Task prompt
Pull out every line in the items below that contains the string "building", matching case exactly.

..........

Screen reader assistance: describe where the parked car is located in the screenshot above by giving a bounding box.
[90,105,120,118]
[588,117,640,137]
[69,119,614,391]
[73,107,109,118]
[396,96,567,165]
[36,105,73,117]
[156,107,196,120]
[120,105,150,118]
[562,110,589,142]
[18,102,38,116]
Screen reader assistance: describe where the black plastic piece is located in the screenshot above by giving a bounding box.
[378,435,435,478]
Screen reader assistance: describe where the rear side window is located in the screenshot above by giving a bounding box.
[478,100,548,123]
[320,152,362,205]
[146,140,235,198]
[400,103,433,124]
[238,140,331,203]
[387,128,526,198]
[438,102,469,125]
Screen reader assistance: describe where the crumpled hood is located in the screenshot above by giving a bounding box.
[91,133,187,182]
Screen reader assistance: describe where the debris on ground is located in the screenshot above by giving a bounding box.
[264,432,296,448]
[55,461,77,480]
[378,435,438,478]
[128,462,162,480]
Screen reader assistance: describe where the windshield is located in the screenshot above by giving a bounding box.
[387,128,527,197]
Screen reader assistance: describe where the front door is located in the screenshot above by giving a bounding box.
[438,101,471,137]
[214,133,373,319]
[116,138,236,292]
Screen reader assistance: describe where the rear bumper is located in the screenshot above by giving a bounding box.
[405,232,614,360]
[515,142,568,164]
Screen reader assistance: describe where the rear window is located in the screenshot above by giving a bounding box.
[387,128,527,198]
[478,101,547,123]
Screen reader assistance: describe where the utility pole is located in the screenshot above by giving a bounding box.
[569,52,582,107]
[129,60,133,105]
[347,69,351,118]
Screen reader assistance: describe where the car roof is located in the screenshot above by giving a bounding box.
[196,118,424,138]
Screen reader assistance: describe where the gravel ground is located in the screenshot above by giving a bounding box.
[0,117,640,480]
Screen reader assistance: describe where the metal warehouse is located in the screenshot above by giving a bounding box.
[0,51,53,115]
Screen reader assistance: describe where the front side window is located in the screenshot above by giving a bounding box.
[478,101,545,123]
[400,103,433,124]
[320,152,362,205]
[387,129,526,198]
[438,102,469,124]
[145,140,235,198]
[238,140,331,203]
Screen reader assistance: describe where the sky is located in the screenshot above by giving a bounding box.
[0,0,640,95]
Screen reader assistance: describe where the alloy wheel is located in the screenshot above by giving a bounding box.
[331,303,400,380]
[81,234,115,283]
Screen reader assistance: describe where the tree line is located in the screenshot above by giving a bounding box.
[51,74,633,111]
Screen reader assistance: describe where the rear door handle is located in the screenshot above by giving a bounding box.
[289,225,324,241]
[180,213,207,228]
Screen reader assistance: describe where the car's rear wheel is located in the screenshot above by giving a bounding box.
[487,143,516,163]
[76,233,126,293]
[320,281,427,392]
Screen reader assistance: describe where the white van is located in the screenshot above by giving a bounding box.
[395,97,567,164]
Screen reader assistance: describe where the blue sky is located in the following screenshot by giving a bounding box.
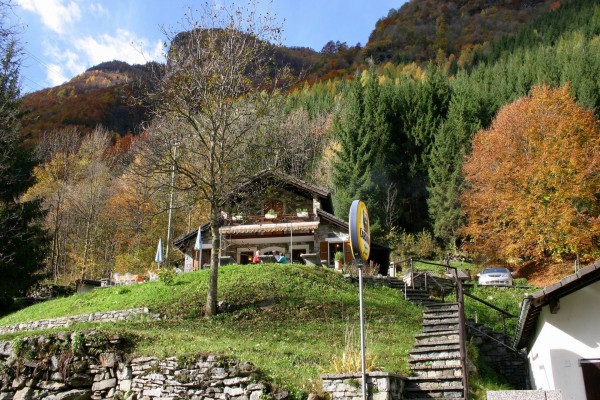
[13,0,406,92]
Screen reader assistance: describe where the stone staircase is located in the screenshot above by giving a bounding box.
[404,303,463,400]
[390,272,452,306]
[390,278,437,306]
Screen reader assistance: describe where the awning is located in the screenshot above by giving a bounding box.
[219,221,319,235]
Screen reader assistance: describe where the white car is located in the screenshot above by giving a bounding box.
[477,268,513,286]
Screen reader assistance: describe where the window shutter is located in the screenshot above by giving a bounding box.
[319,242,329,264]
[344,242,354,264]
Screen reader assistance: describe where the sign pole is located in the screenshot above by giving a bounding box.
[348,200,371,400]
[358,262,367,400]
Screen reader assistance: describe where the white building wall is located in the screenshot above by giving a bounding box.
[528,281,600,400]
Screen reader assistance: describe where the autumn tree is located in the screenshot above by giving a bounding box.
[462,85,600,261]
[0,1,45,308]
[146,1,283,315]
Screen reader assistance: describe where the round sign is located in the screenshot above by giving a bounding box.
[349,200,371,261]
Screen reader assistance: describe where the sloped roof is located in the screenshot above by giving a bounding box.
[514,261,600,349]
[230,169,333,212]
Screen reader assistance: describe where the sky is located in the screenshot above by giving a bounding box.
[12,0,406,93]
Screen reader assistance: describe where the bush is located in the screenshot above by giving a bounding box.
[388,230,441,259]
[158,269,175,286]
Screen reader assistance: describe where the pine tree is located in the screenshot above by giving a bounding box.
[333,68,390,236]
[0,11,45,308]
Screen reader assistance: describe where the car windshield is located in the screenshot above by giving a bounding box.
[483,268,508,274]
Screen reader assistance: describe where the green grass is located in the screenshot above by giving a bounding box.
[0,264,422,393]
[465,285,535,338]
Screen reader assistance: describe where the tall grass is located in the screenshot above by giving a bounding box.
[0,264,422,393]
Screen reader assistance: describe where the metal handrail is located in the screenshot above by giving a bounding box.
[464,292,519,336]
[467,322,519,353]
[410,258,469,399]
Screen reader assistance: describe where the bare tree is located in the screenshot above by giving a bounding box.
[145,1,284,315]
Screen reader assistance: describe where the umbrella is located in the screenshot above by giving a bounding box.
[194,227,202,269]
[154,239,164,266]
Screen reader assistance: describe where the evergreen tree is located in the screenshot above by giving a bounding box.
[333,68,390,236]
[0,8,45,308]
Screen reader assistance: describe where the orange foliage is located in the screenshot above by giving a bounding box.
[462,85,600,261]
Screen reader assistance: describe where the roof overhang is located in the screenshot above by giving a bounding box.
[514,261,600,349]
[219,221,319,235]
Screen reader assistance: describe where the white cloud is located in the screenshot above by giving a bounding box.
[46,64,68,86]
[42,40,86,86]
[73,29,162,66]
[89,3,108,16]
[17,0,81,34]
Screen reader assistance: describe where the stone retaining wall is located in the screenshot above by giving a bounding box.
[0,308,160,335]
[467,320,529,389]
[0,333,278,400]
[321,372,406,400]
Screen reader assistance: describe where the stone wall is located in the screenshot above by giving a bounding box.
[0,333,276,400]
[0,308,160,335]
[467,320,529,389]
[487,390,562,400]
[321,372,406,400]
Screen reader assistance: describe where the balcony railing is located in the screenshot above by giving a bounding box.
[223,213,317,226]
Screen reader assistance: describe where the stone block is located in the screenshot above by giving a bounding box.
[223,376,250,386]
[142,388,162,397]
[36,381,68,391]
[487,390,562,400]
[225,386,246,397]
[67,373,93,388]
[98,353,117,368]
[44,389,92,400]
[119,379,131,392]
[92,378,117,392]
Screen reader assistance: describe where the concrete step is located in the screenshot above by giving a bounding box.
[423,323,458,333]
[425,303,458,312]
[404,377,463,399]
[408,354,461,369]
[415,328,459,343]
[409,350,460,363]
[410,363,462,379]
[408,343,460,354]
[423,317,458,326]
[423,310,458,318]
[415,333,460,349]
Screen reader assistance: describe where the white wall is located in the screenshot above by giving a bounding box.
[528,282,600,400]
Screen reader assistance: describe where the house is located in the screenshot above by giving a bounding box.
[174,171,389,273]
[514,261,600,400]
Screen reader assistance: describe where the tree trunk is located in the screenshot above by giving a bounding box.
[206,206,221,316]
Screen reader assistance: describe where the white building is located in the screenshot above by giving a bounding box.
[515,261,600,400]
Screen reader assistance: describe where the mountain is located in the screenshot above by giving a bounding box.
[363,0,560,63]
[21,61,160,144]
[16,0,560,144]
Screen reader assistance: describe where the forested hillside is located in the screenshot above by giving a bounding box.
[7,0,600,290]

..........

Exercise result
Screen reader assistance: describe where the white building wall is located in the screenshot above by giving a bounding box.
Screen reader assistance: describe where the white building is located in the screenshot above by giving a bounding box.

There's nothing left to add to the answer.